◆ **指示と要件**:
「Objective: one point per instance of the number」を含む行から始めてデータの最後の行までを、「soccer ball」を「football」に書き換え、それ以外は一切変えずにもう一度示してください。

◆ **提供データ**:
○ ○ ○

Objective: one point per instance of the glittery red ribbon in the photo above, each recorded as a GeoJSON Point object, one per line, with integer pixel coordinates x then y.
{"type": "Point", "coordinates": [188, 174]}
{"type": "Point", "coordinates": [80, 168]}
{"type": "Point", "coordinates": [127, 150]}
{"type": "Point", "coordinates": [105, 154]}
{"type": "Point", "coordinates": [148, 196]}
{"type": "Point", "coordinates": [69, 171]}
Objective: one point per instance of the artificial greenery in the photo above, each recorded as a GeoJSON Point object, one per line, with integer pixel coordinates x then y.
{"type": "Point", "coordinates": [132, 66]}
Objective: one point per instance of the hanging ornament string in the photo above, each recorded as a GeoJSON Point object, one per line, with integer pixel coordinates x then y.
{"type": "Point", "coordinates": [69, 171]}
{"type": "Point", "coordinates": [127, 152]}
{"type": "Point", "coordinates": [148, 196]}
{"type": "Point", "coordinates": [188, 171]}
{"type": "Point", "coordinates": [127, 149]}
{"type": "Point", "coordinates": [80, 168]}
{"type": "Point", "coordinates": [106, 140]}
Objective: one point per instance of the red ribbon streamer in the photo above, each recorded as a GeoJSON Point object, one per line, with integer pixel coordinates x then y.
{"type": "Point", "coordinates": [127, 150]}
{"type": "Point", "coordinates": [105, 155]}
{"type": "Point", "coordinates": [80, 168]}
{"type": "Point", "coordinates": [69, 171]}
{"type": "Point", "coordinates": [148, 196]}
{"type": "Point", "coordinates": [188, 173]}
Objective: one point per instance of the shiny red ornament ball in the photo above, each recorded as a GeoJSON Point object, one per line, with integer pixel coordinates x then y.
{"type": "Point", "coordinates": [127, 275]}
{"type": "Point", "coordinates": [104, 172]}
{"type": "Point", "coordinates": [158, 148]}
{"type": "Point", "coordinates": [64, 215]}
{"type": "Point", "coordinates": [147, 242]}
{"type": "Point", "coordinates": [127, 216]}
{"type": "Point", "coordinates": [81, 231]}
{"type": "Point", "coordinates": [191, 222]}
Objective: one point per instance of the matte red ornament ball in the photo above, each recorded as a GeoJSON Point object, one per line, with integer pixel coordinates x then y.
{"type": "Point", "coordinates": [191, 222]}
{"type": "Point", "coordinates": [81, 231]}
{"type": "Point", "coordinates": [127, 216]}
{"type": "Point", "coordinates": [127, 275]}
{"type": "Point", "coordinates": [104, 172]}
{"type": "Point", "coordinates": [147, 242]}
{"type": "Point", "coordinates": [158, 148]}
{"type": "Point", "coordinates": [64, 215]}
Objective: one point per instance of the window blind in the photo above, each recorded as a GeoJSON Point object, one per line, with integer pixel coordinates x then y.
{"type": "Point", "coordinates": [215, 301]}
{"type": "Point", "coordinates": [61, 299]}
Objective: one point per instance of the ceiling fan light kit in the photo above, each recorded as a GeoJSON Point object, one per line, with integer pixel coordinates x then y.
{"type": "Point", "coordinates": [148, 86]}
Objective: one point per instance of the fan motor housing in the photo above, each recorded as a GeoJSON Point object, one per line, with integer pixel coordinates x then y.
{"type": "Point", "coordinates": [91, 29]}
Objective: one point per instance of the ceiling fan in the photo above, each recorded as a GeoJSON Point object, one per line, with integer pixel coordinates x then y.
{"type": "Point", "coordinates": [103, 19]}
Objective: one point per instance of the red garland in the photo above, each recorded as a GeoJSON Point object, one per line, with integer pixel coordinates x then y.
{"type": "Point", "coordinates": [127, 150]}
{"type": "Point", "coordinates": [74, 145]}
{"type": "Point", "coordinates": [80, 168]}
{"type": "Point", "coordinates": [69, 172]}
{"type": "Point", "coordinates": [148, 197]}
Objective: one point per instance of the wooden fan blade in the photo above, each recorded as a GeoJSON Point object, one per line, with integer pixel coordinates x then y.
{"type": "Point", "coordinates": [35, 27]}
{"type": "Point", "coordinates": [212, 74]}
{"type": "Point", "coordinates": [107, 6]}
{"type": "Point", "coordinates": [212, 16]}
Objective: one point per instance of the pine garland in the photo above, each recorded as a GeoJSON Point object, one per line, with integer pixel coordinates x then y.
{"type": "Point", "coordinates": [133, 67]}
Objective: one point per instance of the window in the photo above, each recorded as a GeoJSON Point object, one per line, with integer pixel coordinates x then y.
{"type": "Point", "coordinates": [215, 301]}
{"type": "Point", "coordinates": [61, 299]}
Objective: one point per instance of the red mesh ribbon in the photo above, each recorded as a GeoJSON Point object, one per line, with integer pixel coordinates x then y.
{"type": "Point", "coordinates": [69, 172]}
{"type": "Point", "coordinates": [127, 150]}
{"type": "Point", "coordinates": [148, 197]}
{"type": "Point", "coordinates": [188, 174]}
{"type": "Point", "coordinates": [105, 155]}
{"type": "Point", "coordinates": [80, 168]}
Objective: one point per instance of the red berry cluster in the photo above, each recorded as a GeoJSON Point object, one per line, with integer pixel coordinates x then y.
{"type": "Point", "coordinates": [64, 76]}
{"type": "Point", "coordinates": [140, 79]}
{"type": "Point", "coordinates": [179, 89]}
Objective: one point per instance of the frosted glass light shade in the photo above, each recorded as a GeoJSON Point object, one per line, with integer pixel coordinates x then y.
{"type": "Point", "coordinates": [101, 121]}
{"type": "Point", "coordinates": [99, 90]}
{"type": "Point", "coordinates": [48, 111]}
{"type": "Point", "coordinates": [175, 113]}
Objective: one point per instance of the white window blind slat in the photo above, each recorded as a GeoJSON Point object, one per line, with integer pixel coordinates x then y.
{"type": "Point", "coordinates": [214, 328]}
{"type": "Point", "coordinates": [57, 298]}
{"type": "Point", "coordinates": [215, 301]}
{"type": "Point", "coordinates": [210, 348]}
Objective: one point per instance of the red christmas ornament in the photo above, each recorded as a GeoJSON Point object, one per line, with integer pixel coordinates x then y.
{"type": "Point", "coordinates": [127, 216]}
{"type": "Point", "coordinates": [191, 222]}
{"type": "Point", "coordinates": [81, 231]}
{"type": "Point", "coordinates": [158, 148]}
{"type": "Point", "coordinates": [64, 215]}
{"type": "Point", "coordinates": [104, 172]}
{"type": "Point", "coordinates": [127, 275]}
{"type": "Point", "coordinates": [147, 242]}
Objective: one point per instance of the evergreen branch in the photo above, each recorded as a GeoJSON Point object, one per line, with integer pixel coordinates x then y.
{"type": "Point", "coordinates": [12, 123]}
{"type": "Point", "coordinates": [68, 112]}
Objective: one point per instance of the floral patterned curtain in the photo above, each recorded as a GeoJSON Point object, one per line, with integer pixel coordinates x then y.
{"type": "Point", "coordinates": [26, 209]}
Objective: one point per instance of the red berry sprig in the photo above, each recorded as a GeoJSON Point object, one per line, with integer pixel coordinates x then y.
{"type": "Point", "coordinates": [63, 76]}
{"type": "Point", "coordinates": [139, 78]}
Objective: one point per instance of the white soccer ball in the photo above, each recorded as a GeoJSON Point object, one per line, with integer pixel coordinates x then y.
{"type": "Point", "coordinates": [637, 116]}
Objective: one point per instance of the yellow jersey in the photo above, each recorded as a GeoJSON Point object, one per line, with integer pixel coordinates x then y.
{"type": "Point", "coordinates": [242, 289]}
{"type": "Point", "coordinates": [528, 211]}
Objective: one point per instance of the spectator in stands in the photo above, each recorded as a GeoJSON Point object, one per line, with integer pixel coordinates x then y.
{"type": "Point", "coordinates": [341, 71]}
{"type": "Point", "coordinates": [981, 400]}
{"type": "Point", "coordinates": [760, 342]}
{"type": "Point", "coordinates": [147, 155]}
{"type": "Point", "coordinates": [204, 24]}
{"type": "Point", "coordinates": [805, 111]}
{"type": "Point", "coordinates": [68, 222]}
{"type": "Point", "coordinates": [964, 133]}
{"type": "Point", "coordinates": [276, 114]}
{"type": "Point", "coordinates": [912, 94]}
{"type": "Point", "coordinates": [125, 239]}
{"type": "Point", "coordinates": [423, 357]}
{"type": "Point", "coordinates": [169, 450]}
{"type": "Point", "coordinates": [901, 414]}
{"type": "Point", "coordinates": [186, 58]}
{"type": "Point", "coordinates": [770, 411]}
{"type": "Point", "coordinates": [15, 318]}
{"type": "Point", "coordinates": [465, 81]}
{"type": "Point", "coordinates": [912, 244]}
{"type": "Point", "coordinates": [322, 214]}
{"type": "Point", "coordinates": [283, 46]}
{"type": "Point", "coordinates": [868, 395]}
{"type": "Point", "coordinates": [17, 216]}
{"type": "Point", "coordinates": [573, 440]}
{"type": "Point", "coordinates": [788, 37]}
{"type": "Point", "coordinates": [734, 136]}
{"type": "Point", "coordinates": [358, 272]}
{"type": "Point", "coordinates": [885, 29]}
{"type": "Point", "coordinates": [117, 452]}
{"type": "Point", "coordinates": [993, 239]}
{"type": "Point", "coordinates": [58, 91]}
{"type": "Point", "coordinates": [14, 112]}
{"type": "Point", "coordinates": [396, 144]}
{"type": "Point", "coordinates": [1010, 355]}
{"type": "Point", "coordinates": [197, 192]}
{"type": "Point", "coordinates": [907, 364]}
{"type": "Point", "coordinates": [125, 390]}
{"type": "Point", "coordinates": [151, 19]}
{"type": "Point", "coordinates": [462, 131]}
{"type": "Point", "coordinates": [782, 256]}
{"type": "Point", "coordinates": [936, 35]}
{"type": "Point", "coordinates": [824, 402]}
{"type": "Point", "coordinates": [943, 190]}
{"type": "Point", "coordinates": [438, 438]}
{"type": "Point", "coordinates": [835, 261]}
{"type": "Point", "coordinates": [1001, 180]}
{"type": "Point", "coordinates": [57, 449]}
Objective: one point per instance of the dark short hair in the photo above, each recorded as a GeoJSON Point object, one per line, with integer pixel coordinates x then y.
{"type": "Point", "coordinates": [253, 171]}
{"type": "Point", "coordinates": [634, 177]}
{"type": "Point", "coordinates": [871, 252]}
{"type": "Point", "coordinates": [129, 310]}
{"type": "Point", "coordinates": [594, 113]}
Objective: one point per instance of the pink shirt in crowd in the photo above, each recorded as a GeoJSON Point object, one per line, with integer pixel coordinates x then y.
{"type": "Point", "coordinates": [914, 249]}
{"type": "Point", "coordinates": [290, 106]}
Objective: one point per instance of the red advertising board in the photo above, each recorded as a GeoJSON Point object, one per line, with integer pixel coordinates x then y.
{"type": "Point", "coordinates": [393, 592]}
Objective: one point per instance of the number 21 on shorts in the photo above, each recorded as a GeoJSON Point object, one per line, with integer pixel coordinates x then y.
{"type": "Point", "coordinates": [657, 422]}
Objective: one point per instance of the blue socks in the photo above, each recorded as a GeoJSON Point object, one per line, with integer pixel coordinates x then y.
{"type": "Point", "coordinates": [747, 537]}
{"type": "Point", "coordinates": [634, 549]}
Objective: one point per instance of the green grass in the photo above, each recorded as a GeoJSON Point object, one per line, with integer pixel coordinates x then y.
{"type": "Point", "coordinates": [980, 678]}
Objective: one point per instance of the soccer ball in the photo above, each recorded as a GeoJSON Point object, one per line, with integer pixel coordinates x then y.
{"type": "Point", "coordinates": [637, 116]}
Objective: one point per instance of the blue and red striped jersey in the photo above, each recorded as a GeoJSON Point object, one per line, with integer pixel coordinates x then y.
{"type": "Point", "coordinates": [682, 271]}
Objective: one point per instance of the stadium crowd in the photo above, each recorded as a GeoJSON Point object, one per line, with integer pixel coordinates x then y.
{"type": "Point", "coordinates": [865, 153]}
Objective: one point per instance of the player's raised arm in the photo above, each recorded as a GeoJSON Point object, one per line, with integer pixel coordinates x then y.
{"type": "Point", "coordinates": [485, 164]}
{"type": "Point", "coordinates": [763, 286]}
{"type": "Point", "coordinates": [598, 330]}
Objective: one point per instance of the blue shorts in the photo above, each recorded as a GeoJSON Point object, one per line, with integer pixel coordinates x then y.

○ ○ ○

◆ **回答全文**:
Objective: one point per instance of the number 21 on shorts in the photo above, each recorded as a GeoJSON Point object, one per line, with integer pixel coordinates x then y.
{"type": "Point", "coordinates": [657, 422]}
Objective: one point per instance of the blue socks in the photo above, each recorded as a GeoJSON Point object, one per line, with integer pixel coordinates x then y.
{"type": "Point", "coordinates": [747, 537]}
{"type": "Point", "coordinates": [634, 549]}
Objective: one point per instance of the green grass in the photo above, each recorded as a GeoJSON Point object, one per line, with integer pixel coordinates x then y.
{"type": "Point", "coordinates": [980, 678]}
Objective: one point per instance of the football in the photo above, each recorded as a GeoJSON Point object, one per line, with integer pixel coordinates x then y.
{"type": "Point", "coordinates": [637, 116]}
Objective: one point per instance of the blue and red striped jersey in the photo above, each recorded as a GeoJSON Point object, one per line, with integer pixel coordinates x then y.
{"type": "Point", "coordinates": [682, 271]}
Objective: one point per instance of the stadium crowd in the photo above, each recorded as a GeoJSON Point object, one per line, with integer pixel coordinates x then y.
{"type": "Point", "coordinates": [865, 153]}
Objective: one point per instance of the player's raised arm in the photo above, each recorded as a GeoJSON Point object, one per line, with integer pixel coordinates x then y.
{"type": "Point", "coordinates": [485, 164]}
{"type": "Point", "coordinates": [763, 286]}
{"type": "Point", "coordinates": [598, 330]}
Objective: one point per instance of the blue shorts in the photo above, each recorded as a GeoJSON Point object, one per line, with integer pixel coordinates x then y.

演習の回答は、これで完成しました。